>> begin Passage to read

10.Discoveries and Inventions; Work Made for Hire.
(a)You agree that upon conception and/or development of any idea, discovery, invention, improvement, software, writing or other material or design that: (A) relates to the business of the Company, or (B) relates to the Company’s actual or demonstrably anticipated research or development, or (C) results from any work performed by you for the Company, you do hereby assign to the Company the entire right, title and interest in and to any such idea, discovery, invention, improvement, software, writing or other material or design. You have no obligation to assign any idea, discovery, invention, improvement, software, writing or other material or design that you conceive and/or develop entirely on your own time without using the Company’s equipment, supplies, facilities, or trade secret information unless the idea, discovery, invention, improvement, software, writing or other material or design: (x) relates to the business of the Company, or (y) relates to the Company’s actual or demonstrably anticipated research or development, or (z) results from any work performed by you for the Company. You agree that any idea, discovery, invention, improvement, software, writing or other material or design that relates to the business of the Company or relates to the Company’s actual or demonstrably anticipated research or development which is conceived or suggested by you, either solely or jointly with others, within one (1) year following termination of your employment with the Company shall be presumed to have been so made, conceived or suggested in the course of such employment with the use of the Company’s equipment, supplies, facilities, and/or trade secrets.
(b)In order to determine your rights and the rights of and the Company in any idea, discovery, invention, improvement, software, writing or other material or design, and to insure the protection of the same, you agree that during your employment, and for one (1) year after termination of your employment with the Company, you will disclose immediately and fully to the Company any idea, discovery, invention, improvement, software, writing or other material or design conceived, made or developed by you solely or jointly with others. The Company agrees to keep any such disclosures confidential. You also agree to record descriptions of all work in the manner directed by the Company and agree that all such records and copies, samples and experimental materials will be the exclusive property of the Company. You agree that at the request of and without charge to the Company, but at the Company’s expense, you will execute a written assignment of the idea, discovery, invention, improvement, software, writing or other material or design to the Company and will assign to the Company any application for letters patent or for trademark registration made thereon, and to any common-law or statutory copyright therein; and that you will do whatever may be necessary or desirable to enable the Company to secure any patent, trademark, copyright, or other property right therein in the United States and in any foreign country, and any division, renewal,
continuation, or continuation in part thereof, or for any reissue of any patent issued thereon. In the event the Company is unable, after reasonable effort, and in any event after ten (10) business days, to secure your signature on a written assignment to the Company of any application for letters patent or to any common-law or statutory copyright or other property right therein, whether because of your physical or mental incapacity or for any other reason whatsoever, you irrevocably designate and appoint the Corporate Secretary of the Company as your attorney-in-fact to act on your behalf to execute and file any such application and to do all other lawfully permitted acts to further the prosecution and issuance of such letters patent, copyright or trademark.
(c)You acknowledge that, to the extent permitted by law, all work papers, reports, documentation, drawings, photographs, negatives, tapes and masters therefor, prototypes and other materials (hereinafter, “items”), including, without limitation, any and all such items generated and maintained on any form of electronic media, generated by you during your employment with the Company shall be considered a “work made for hire” and that ownership of any and all copyrights in any and all such items shall belong to the Company.

>> end Passage to read
>> begin Records for this task

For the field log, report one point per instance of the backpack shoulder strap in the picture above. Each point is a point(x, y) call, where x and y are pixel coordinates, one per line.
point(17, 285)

>> end Records for this task
>> begin Records for this task

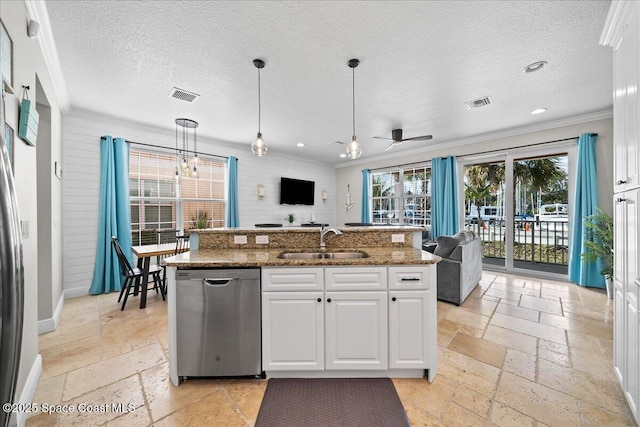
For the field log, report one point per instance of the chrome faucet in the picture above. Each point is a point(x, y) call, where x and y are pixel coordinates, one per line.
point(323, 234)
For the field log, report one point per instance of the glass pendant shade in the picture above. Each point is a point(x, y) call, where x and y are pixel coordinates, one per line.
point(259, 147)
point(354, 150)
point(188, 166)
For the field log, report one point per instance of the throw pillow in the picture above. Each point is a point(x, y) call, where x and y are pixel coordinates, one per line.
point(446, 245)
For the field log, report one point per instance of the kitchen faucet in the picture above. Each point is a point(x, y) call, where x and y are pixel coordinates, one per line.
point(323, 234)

>> end Records for this task
>> begin Records for this task

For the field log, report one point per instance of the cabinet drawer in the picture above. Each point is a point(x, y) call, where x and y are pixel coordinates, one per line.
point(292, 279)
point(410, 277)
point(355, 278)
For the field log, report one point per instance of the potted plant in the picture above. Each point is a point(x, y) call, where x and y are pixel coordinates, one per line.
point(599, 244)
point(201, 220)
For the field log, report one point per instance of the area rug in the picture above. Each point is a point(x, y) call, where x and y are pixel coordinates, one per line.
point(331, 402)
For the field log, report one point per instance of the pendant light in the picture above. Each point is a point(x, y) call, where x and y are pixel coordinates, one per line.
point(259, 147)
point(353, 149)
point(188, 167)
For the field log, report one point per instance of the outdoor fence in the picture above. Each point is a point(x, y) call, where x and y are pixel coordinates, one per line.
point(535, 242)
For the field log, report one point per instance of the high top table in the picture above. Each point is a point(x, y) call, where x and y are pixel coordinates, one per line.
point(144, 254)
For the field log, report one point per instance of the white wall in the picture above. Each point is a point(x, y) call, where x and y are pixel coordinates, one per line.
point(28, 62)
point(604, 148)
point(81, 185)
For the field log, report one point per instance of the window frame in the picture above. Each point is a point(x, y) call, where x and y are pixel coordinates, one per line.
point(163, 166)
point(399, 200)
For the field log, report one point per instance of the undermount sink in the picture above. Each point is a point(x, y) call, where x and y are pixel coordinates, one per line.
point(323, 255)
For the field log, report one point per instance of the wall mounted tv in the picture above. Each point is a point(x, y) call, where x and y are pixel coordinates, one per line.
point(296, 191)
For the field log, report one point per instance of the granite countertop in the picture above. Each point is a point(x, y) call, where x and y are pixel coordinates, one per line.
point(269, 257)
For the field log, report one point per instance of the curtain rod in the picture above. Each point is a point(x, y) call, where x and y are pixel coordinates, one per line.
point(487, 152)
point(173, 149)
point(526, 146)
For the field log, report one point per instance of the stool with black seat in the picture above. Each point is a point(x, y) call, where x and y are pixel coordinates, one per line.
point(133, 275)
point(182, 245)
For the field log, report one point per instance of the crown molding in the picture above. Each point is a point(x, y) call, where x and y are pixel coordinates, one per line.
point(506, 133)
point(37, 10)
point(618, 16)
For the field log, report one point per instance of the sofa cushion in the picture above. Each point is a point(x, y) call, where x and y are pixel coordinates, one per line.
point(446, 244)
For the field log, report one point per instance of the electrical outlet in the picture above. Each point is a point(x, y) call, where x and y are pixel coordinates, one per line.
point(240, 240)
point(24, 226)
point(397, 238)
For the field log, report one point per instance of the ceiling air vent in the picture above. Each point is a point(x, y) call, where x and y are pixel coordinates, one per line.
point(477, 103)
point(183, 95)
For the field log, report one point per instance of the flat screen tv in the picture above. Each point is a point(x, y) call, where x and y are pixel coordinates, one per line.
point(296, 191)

>> end Records for this task

**Problems and tasks**.
(a) Please write out the part of the passage on discoveries and inventions that opens with the words containing "(c)You acknowledge that, to" and closes with "to the Company.".
(b) In the entries, rename "field log" to "site report" in the part that opens with the line containing "of the outdoor" and closes with the line containing "point(81, 185)", and give only those lines, otherwise unchanged.

**Answers for the exercise**.
(a)
(c)You acknowledge that, to the extent permitted by law, all work papers, reports, documentation, drawings, photographs, negatives, tapes and masters therefor, prototypes and other materials (hereinafter, “items”), including, without limitation, any and all such items generated and maintained on any form of electronic media, generated by you during your employment with the Company shall be considered a “work made for hire” and that ownership of any and all copyrights in any and all such items shall belong to the Company.

(b)
For the site report, report one point per instance of the outdoor fence in the picture above. Each point is a point(x, y) call, where x and y are pixel coordinates, one per line.
point(535, 242)
For the site report, report one point per instance of the high top table in the picture above. Each point is a point(x, y) call, where x and y are pixel coordinates, one per line.
point(144, 254)
For the site report, report one point per instance of the white wall in the picture above. Each point is a point(x, y) call, where x and y are pixel coordinates, one per line.
point(28, 62)
point(604, 148)
point(81, 185)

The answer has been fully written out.